= What to do =
Copy everything in the listing below word for word, apart from any images.

= Extracted entries =

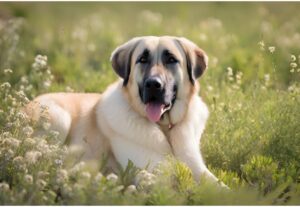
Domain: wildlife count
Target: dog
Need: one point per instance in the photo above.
(153, 110)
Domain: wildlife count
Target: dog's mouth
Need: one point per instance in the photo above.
(155, 111)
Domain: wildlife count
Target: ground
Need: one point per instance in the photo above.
(252, 138)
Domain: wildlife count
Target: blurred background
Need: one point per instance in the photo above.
(78, 38)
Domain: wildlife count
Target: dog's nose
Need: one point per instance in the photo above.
(153, 84)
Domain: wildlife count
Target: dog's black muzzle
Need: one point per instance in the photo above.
(153, 90)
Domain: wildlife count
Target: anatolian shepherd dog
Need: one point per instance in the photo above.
(154, 109)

= Correct result =
Domain: wildlife count
Target: dog
Need: one point per instance in the photo above.
(153, 110)
Domain: wildlife count
Target: dog's mouth
Need: one point per instance in the photo above.
(155, 111)
Domain: wildlife count
Target: ground
Need: one point per instance in the photo above.
(252, 138)
Domain: wildlife count
Target: blurred background
Need: one point per instance in the photo above.
(78, 38)
Domain: wildlife count
Target: dog's nose
Need: one point per instance in the photo above.
(153, 84)
Domain: wildlife count
Target: dog's black muzzle
Need: one point per instance in the photo above.
(153, 90)
Domain: wildlife count
Target: anatolian shepherd dog
Need: one point per instance in the photo above.
(154, 109)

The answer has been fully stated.